**DIRECTIONS FOR THIS TASK:**
Repeat the listing in full, exactly as it stands.

Extracted data entries:

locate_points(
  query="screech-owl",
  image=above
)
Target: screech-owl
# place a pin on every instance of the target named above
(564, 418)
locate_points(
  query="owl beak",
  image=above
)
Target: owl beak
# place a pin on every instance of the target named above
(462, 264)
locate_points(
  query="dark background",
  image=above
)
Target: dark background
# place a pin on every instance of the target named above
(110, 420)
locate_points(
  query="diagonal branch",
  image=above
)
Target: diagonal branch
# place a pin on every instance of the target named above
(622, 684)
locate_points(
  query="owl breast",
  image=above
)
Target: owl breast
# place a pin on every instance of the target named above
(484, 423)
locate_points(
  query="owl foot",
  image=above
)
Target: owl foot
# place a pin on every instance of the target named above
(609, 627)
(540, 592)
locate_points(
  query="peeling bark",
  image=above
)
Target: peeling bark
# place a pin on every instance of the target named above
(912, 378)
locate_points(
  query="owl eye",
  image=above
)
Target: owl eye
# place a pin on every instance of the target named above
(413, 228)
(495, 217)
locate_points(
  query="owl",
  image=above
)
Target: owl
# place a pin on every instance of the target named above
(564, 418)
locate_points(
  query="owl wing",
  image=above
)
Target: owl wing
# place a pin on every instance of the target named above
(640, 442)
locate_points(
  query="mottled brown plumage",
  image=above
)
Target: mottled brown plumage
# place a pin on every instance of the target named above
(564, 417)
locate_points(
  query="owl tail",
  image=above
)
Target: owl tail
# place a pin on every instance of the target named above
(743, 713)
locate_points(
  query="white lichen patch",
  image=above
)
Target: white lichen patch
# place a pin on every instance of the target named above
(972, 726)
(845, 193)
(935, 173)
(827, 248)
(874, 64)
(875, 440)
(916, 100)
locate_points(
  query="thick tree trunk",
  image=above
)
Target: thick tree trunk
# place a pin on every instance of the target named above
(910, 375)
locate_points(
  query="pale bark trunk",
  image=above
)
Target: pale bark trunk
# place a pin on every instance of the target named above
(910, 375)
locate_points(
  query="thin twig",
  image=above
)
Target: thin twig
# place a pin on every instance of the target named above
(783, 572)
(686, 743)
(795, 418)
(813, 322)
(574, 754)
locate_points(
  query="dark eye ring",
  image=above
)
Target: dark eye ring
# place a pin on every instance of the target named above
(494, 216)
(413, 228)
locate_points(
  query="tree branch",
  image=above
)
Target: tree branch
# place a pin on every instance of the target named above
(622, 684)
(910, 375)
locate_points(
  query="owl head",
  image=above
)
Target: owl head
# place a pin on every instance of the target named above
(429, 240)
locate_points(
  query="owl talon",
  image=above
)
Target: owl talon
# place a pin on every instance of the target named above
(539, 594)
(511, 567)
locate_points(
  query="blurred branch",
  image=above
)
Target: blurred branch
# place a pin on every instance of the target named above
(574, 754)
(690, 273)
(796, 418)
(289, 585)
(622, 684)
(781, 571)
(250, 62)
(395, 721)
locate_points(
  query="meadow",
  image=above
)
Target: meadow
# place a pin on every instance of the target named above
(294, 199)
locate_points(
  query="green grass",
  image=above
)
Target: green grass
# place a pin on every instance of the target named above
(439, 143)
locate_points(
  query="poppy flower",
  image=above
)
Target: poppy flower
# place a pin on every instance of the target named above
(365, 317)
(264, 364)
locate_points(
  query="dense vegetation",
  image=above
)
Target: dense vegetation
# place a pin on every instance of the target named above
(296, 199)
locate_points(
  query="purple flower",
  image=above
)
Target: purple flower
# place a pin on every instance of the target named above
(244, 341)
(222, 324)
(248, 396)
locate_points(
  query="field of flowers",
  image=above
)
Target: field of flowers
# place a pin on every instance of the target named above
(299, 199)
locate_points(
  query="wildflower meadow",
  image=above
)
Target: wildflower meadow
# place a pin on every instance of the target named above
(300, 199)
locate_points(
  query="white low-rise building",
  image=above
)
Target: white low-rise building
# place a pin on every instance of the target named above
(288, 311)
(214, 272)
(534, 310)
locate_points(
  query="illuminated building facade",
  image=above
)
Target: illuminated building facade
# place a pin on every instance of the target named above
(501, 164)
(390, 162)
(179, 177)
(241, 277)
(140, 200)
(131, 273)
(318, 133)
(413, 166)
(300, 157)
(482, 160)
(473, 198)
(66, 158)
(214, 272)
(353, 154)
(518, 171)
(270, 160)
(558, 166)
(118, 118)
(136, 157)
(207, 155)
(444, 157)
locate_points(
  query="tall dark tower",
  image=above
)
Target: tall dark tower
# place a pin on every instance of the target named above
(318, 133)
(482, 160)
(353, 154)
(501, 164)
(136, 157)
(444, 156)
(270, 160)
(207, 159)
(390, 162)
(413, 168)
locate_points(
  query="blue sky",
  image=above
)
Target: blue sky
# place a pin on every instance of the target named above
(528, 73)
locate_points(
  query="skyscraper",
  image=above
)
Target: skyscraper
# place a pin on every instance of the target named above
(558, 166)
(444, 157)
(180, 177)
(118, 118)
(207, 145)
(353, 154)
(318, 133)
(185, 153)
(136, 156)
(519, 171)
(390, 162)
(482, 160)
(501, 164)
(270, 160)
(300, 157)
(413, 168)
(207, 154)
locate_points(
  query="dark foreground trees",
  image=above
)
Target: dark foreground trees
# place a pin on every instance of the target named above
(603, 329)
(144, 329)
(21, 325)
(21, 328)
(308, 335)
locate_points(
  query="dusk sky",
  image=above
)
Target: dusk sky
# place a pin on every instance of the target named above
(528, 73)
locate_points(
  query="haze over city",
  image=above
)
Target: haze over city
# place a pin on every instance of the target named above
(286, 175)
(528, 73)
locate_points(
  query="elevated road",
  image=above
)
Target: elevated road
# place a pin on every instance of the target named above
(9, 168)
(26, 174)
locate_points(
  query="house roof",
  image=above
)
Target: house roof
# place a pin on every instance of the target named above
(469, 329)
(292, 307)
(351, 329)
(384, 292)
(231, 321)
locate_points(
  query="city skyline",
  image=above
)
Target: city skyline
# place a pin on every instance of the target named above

**CORRECT RESULT:**
locate_points(
  query="screech-owl",
  image=above
)
Target: screech-owl
# place a pin on every instance of the target named above
(564, 418)
locate_points(
  query="owl beak",
  image=above
)
Target: owl beak
# place a pin on every instance of the target named above
(462, 264)
locate_points(
  query="dark background",
  image=above
)
Target: dark background
# place a pin on every instance of the target named above
(110, 420)
locate_points(
  query="diagonal branch",
  image=above
)
Target: diagonal branch
# place a pin on every instance of the target named above
(622, 684)
locate_points(
  query="owl breast",
  image=above
)
Target: owl breast
# place a pin on every instance of the target named above
(484, 423)
locate_points(
  query="owl foot",
  image=above
)
Target: owl foot
# place a pin on every instance of the target named above
(609, 627)
(540, 592)
locate_points(
  query="peeling bark",
  image=above
)
Target: peeling bark
# place a pin on every instance of the target named above
(912, 378)
locate_points(
  query="owl eye",
  image=above
)
Target: owl eye
# place a pin on every instance of the target named above
(413, 228)
(495, 217)
locate_points(
  query="owl",
  image=above
)
Target: owl
# place a pin on every instance of the target named above
(564, 418)
locate_points(
  query="owl wing",
  image=above
)
Target: owl wing
# place a pin on every instance of the target named above
(640, 442)
locate_points(
  query="mottled brown plumage",
  image=above
)
Target: mottled brown plumage
# place a pin on every instance of the target named above
(564, 417)
locate_points(
  query="owl tail",
  image=above
)
Target: owl tail
# place a pin on every instance of the target named above
(743, 713)
locate_points(
  query="white lichen patch",
  image=above
)
Target: white lichen patch
# place a pin on every instance of the target named above
(972, 726)
(845, 193)
(935, 173)
(827, 248)
(874, 64)
(875, 440)
(916, 100)
locate_points(
  query="thick tree trunk",
  image=above
)
Target: thick tree trunk
# place a pin on every instance of the target named above
(910, 375)
locate_points(
  query="pale bark trunk",
  image=above
)
Target: pale bark trunk
# place a pin on every instance of the target named above
(910, 375)
locate_points(
  query="thin twig",
  image=above
)
Target: thin twig
# place a pin on every instance of the target named above
(783, 572)
(686, 743)
(795, 418)
(813, 322)
(574, 754)
locate_points(
  query="dark eye ring",
  image=above
)
Target: dark eye ring
# place a pin on every instance of the target named above
(494, 216)
(413, 228)
locate_points(
  query="tree branch",
  image=above
)
Target: tree branch
# place a pin on every instance of the target named above
(622, 684)
(910, 375)
locate_points(
  query="owl head",
  image=above
)
Target: owl head
# place a pin on every instance of the target named above
(429, 240)
locate_points(
  query="owl talon",
  image=above
)
Target: owl talon
# place a pin on every instance of the target named above
(539, 594)
(511, 567)
locate_points(
  query="blurred branch",
  image=above
)
Target: blurred branch
# place a pin on every instance of the target named above
(574, 754)
(690, 273)
(796, 418)
(289, 585)
(622, 684)
(781, 571)
(250, 62)
(395, 721)
locate_points(
  query="meadow",
  image=above
)
Target: meadow
# place a pin on every instance of the target named above
(294, 199)
locate_points(
  query="green grass",
  image=above
)
Target: green grass
# place a pin on every instance of the target named above
(439, 143)
locate_points(
  query="poppy flower",
  image=above
)
Target: poppy flower
# place a pin on every instance of the target named above
(365, 317)
(264, 364)
locate_points(
  query="dense vegetation",
  image=above
)
Target: dense vegetation
# place a pin on every instance of the target named above
(296, 199)
locate_points(
  query="purple flower",
  image=above
)
Target: purple flower
# place a pin on every instance of the target named above
(244, 341)
(222, 324)
(248, 396)
locate_points(
  query="field of flowers",
  image=above
)
Target: field of flowers
# place a pin on every instance of the target named above
(299, 199)
locate_points(
  query="wildflower meadow",
  image=above
)
Target: wildflower meadow
# place a pin on every instance of the target named above
(300, 199)
locate_points(
  query="white low-rise building",
  image=above
)
Target: white low-rise building
# place a pin on every instance of the target named above
(288, 311)
(214, 272)
(534, 310)
locate_points(
  query="illuminated building facade",
  image=above
)
Target: illuminated building facade
# place a pin on every instance of the target named above
(501, 164)
(390, 162)
(179, 177)
(241, 277)
(140, 200)
(131, 273)
(318, 133)
(413, 166)
(300, 157)
(482, 160)
(473, 198)
(66, 158)
(214, 272)
(353, 154)
(518, 171)
(270, 160)
(558, 166)
(118, 118)
(136, 157)
(207, 155)
(444, 157)
locate_points(
  query="tall dark tower",
  image=above
)
Target: tall dark tower
# place a pin on every instance of the target named above
(318, 133)
(482, 160)
(353, 154)
(501, 164)
(136, 157)
(444, 156)
(270, 160)
(207, 159)
(390, 162)
(413, 168)
locate_points(
  query="blue sky",
  image=above
)
Target: blue sky
# place a pin on every instance of the target named above
(528, 73)
locate_points(
  query="skyscraper",
  image=above
)
Target: skyscraper
# place a pin on every instance of the target named above
(558, 166)
(444, 157)
(180, 177)
(118, 118)
(207, 145)
(353, 154)
(318, 133)
(185, 153)
(136, 156)
(519, 171)
(390, 162)
(482, 160)
(501, 164)
(270, 160)
(300, 157)
(413, 168)
(207, 154)
locate_points(
  query="dark foreground trees",
  image=above
)
Target: dark foreground trees
# place a pin on every instance of the target named above
(603, 329)
(144, 329)
(21, 325)
(21, 328)
(308, 335)
locate_points(
  query="dusk sky",
  image=above
)
Target: dusk sky
# place a pin on every instance of the target named above
(528, 73)
locate_points(
  query="haze over city",
  image=above
)
Target: haze over city
# place a pin on every instance of the target named above
(286, 175)
(528, 73)
locate_points(
  query="elevated road",
  image=above
)
Target: elevated road
# place a pin on every instance of the target named above
(9, 168)
(26, 174)
locate_points(
  query="house roof",
  image=above
)
Target: house roof
# place a pin on every instance of the target named above
(469, 329)
(292, 307)
(351, 329)
(384, 292)
(231, 321)
locate_points(
  query="city skyline",
  image=above
)
Target: city skyline
# place a pin on every instance of the target named above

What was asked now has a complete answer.